(Recorded information)
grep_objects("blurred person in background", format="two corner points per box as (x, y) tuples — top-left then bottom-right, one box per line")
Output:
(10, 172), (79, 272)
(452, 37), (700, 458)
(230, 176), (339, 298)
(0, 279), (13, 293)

(Problem statement) Write the records out again, character for character.

(Result of the exercise)
grep_objects("blurred person in background", format="two corner points per box as (x, y) tuples — top-left then bottom-right, one box per line")
Output:
(10, 172), (79, 272)
(452, 37), (700, 458)
(230, 176), (339, 298)
(0, 279), (13, 293)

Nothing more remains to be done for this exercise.